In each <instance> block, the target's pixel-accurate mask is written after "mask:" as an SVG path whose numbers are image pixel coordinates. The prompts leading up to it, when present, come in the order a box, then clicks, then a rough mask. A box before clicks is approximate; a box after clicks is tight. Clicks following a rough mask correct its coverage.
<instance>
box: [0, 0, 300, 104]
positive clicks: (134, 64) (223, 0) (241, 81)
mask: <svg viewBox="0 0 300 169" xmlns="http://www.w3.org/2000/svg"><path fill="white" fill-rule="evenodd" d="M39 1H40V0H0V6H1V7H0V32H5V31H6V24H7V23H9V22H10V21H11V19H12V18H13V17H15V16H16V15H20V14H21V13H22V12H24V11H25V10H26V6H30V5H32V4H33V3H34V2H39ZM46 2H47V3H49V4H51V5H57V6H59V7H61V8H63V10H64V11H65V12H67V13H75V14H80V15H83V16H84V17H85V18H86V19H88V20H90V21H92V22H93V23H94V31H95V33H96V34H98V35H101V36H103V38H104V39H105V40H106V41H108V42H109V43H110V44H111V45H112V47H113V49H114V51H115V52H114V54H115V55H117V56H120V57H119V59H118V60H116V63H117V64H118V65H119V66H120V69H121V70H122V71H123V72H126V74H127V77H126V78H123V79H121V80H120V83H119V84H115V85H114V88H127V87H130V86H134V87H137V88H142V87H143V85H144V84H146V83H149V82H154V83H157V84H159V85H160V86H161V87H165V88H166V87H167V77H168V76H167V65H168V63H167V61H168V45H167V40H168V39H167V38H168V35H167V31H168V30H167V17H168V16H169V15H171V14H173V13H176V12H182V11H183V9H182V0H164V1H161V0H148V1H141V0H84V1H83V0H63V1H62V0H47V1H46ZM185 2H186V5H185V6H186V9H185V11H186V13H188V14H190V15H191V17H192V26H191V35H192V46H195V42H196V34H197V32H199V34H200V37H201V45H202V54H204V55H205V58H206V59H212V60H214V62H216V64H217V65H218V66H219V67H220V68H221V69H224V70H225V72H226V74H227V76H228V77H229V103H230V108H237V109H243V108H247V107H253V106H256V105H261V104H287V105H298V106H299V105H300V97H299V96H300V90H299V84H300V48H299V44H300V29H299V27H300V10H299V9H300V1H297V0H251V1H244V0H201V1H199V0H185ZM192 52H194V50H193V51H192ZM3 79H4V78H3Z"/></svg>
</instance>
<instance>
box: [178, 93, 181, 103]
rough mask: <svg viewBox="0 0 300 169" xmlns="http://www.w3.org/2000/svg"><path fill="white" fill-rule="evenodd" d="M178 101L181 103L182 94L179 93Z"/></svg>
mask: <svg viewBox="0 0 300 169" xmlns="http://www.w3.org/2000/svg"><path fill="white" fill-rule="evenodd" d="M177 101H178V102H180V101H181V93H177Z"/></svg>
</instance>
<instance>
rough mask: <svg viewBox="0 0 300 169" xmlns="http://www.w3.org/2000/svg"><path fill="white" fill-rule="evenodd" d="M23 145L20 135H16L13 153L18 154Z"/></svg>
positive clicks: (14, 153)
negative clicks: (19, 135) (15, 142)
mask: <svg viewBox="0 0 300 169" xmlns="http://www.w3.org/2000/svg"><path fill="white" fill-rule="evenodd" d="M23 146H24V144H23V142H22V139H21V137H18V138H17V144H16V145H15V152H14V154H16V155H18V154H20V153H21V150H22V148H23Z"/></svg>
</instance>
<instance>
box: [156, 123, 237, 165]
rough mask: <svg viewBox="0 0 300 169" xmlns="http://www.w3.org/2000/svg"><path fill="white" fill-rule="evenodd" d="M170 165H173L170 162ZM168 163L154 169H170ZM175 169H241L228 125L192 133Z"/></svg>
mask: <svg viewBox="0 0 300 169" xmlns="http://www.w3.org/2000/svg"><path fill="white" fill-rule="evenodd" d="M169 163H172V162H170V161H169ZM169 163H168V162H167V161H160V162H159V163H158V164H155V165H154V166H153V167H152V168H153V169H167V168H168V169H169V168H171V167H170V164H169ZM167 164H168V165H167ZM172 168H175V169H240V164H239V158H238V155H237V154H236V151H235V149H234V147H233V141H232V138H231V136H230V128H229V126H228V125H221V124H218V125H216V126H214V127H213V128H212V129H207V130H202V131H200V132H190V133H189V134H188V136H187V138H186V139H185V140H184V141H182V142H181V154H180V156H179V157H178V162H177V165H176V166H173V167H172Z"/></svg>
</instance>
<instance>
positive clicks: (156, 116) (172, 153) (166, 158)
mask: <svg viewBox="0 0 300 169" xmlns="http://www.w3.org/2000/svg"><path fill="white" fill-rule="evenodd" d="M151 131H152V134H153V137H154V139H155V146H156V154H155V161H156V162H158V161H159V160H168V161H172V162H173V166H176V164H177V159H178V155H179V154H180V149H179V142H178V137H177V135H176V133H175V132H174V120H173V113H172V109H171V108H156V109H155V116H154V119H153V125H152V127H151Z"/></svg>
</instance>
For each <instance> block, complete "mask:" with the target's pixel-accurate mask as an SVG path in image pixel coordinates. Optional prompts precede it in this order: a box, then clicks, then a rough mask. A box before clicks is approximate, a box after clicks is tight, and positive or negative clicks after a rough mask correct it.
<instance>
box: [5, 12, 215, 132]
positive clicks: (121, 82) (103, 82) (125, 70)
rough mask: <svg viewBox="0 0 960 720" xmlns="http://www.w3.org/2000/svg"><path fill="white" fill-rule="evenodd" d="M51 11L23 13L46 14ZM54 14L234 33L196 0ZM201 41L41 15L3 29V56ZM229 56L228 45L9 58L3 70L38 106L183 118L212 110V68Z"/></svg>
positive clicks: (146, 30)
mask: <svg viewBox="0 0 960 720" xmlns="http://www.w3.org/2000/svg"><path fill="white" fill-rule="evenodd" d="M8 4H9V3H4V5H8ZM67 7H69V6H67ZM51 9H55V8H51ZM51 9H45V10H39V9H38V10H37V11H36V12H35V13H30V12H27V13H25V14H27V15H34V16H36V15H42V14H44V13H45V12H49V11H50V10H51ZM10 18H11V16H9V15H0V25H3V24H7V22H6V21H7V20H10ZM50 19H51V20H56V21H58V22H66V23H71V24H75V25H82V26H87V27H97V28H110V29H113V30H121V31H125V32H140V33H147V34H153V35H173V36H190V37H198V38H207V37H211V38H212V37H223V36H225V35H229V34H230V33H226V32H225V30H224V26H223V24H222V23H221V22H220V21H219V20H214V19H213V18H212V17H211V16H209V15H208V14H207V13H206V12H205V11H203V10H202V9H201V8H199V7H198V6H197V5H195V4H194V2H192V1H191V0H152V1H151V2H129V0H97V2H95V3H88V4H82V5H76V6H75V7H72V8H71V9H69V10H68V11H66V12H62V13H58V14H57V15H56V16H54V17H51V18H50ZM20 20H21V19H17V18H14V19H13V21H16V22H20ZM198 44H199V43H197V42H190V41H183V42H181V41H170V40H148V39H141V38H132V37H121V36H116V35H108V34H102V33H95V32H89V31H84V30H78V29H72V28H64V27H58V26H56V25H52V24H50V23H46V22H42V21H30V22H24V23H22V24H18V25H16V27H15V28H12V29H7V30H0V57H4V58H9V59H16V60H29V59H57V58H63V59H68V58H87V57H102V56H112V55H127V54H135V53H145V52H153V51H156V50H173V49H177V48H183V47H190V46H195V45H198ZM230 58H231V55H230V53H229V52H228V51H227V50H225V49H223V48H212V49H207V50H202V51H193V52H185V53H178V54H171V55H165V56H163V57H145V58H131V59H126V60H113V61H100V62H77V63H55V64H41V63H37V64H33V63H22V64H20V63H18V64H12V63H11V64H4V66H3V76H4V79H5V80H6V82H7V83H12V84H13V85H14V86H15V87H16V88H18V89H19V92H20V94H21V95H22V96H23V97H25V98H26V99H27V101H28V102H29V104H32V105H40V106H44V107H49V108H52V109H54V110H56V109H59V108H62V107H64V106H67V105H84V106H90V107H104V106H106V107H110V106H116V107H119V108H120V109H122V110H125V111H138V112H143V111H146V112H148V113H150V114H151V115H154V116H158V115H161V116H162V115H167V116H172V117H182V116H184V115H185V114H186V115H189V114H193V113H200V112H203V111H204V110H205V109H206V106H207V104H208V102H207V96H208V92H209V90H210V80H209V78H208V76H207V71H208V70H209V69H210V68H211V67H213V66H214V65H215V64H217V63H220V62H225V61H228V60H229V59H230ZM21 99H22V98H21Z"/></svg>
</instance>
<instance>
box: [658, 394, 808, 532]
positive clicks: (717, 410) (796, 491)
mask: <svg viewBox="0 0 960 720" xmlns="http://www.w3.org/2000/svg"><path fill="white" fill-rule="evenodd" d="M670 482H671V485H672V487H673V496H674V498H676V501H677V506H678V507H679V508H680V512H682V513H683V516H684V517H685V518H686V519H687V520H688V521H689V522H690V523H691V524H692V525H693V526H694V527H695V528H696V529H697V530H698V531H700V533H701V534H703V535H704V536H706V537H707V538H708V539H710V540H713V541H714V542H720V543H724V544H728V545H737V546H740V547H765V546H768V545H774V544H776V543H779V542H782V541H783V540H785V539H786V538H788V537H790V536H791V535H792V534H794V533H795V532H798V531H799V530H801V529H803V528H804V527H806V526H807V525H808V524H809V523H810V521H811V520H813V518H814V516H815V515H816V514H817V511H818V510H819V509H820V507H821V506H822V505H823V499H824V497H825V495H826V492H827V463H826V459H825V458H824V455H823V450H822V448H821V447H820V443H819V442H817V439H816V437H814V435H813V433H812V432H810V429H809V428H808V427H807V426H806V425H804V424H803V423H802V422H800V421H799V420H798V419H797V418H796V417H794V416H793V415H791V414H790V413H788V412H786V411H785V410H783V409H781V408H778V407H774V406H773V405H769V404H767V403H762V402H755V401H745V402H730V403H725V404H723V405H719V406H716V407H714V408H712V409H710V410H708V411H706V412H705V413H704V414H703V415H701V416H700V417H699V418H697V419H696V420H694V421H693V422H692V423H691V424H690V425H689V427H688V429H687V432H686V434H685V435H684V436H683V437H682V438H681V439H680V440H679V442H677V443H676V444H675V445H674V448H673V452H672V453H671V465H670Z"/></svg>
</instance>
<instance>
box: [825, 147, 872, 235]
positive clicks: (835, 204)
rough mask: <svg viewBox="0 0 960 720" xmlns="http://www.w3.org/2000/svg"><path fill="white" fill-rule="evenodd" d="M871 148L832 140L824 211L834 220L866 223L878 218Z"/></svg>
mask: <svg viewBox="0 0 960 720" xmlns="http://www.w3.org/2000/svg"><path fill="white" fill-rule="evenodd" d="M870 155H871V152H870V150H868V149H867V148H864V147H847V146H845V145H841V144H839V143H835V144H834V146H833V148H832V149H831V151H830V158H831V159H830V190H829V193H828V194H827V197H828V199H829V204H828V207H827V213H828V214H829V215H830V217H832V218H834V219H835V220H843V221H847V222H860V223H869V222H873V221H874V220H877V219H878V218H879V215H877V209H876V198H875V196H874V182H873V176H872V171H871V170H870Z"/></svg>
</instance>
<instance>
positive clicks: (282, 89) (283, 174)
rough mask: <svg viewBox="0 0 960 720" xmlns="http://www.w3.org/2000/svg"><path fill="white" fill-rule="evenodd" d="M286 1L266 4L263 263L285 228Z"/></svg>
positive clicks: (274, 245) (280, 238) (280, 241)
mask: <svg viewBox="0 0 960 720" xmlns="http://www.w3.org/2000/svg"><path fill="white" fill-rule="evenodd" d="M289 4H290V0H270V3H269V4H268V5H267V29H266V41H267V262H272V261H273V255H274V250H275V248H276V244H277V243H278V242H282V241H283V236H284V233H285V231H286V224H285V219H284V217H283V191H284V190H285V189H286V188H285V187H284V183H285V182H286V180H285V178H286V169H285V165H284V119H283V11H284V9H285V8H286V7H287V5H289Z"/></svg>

REQUIREMENT: Filter the listing by the string "tight"; copy each matching line.

ANSWER TO THIS PROBLEM:
In each <instance> block, the target's pixel-accurate mask is written after "mask:" as an SVG path whose numbers are image pixel coordinates. The prompts leading up to it, when present, come in the order a box, then clicks, then a rough mask. A box before clicks is approximate; a box after clicks is tight. Clicks following a rough mask correct its coverage.
For each <instance> block, complete "mask:" with the target's pixel-accurate mask as an SVG path in image pixel coordinates. Optional prompts precede it in this order: a box, then clicks, then a rough mask. A box before clicks is approximate, a box after clicks is tight, and positive or negative clicks after a rough mask correct it.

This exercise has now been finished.